[Directions] Please output exactly the lines of the material from the first through the line containing "find the polar bear head", and nothing more.

[Excerpted data]
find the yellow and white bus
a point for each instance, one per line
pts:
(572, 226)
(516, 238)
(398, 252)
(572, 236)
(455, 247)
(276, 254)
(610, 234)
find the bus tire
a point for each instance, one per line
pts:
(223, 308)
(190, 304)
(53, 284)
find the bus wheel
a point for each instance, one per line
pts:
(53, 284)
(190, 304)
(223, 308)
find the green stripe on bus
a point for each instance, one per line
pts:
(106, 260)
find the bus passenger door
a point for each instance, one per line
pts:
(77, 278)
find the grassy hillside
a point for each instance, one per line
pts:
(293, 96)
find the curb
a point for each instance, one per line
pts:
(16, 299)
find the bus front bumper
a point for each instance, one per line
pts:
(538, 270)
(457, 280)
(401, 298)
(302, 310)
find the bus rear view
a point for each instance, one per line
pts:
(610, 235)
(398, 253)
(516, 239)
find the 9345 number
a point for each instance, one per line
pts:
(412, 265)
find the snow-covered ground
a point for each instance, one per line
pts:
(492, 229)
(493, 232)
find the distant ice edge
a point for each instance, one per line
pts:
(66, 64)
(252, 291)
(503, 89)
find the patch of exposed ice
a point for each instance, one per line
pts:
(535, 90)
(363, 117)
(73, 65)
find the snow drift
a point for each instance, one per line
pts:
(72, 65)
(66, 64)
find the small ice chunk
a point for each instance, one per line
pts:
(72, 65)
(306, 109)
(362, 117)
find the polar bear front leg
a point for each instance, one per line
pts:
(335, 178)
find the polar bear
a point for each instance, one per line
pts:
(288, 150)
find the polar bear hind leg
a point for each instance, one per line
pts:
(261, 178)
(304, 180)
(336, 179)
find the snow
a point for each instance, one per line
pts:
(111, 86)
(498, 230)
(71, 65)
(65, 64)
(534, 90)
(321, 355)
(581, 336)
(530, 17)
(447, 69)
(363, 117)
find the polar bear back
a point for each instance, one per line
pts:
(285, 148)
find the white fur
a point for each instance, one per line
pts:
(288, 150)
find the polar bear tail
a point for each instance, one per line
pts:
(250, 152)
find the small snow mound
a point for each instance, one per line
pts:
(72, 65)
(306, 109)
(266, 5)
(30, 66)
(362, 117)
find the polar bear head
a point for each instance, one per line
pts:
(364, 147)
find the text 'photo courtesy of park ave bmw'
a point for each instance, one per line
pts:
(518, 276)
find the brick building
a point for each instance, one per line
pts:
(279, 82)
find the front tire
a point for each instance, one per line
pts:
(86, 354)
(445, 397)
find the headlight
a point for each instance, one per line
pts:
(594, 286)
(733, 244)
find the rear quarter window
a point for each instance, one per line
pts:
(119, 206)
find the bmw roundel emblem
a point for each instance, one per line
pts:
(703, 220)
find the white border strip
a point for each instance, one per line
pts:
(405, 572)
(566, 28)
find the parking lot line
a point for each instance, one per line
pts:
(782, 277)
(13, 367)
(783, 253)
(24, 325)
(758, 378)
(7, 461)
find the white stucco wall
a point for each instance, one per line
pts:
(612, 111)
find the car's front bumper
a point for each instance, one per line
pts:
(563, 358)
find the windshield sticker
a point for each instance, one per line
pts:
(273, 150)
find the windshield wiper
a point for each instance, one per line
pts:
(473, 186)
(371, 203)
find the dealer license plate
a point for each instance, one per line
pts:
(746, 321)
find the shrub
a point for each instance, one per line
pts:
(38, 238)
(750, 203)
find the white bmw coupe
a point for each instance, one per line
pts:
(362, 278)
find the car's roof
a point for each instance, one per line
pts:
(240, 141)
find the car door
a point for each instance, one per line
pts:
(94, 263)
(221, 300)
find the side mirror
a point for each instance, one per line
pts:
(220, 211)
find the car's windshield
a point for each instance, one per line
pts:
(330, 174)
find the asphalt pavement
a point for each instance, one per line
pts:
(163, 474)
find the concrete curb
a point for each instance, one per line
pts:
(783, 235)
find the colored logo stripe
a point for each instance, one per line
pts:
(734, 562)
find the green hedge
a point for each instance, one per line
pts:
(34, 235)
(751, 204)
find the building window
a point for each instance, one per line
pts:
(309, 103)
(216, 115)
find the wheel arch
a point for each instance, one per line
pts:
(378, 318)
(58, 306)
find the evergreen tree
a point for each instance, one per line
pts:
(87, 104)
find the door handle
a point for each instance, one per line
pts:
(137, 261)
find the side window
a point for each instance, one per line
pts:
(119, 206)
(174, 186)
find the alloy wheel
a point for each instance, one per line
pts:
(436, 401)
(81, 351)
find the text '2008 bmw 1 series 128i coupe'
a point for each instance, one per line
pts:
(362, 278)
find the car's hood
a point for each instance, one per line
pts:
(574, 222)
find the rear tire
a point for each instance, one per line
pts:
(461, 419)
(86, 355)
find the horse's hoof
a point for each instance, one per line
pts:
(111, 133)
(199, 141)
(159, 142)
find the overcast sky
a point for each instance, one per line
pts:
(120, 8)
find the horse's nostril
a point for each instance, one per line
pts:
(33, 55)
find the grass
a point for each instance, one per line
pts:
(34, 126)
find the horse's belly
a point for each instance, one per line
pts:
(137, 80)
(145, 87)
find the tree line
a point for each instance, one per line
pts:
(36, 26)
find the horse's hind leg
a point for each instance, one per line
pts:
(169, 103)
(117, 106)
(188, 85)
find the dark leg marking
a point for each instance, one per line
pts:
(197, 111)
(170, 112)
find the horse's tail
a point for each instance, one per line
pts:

[Solution to the problem]
find the yellow and white bus
a point for each instance, one per line
pts:
(572, 226)
(516, 238)
(398, 252)
(572, 236)
(455, 247)
(276, 254)
(610, 234)
find the bus tire
a point for each instance, one per line
pts:
(223, 308)
(190, 304)
(53, 284)
find the bus wheel
a point for each instance, one per line
pts:
(53, 284)
(190, 304)
(223, 308)
find the green stripe on bus
a point for each instance, one per line
pts:
(106, 260)
find the bus passenger door
a point for each instance, one per line
pts:
(77, 278)
find the grassy hillside
a point for each instance, one per line
pts:
(293, 96)
find the curb
a point for each instance, one per line
pts:
(16, 299)
find the bus front bumper
a point for each instance, one per line
pts:
(538, 270)
(457, 280)
(401, 298)
(302, 310)
find the bus rear view
a point for each instance, one per line
pts:
(610, 235)
(398, 253)
(516, 239)
find the 9345 number
a point for each instance, one per line
pts:
(412, 265)
find the snow-covered ground
a point for each instance, one per line
pts:
(492, 229)
(493, 232)
find the distant ice edge
a point for each instance, one per line
pts:
(66, 64)
(252, 291)
(503, 89)
find the patch of exposed ice
a point for each instance, one per line
pts:
(535, 90)
(363, 117)
(73, 65)
find the snow drift
a point for each instance, one per line
pts:
(72, 65)
(66, 64)
find the small ice chunk
a point for each instance, one per line
pts:
(72, 65)
(306, 109)
(362, 117)
find the polar bear front leg
a point for each instance, one per line
pts:
(335, 178)
find the polar bear
a point for each instance, one per line
pts:
(288, 150)
find the polar bear hind leg
a point for each instance, one per line
pts:
(261, 178)
(304, 180)
(336, 179)
find the snow
a point for each instance, one per line
pts:
(111, 86)
(498, 230)
(71, 65)
(65, 64)
(534, 90)
(321, 355)
(581, 336)
(530, 17)
(447, 69)
(363, 117)
find the polar bear back
a point for each instance, one per line
pts:
(285, 148)
find the white fur
a point for each instance, one per line
pts:
(288, 150)
find the polar bear tail
a point for each instance, one per line
pts:
(250, 152)
find the small snow mound
a point for each instance, one per line
pts:
(72, 65)
(306, 109)
(266, 5)
(30, 66)
(362, 117)
find the polar bear head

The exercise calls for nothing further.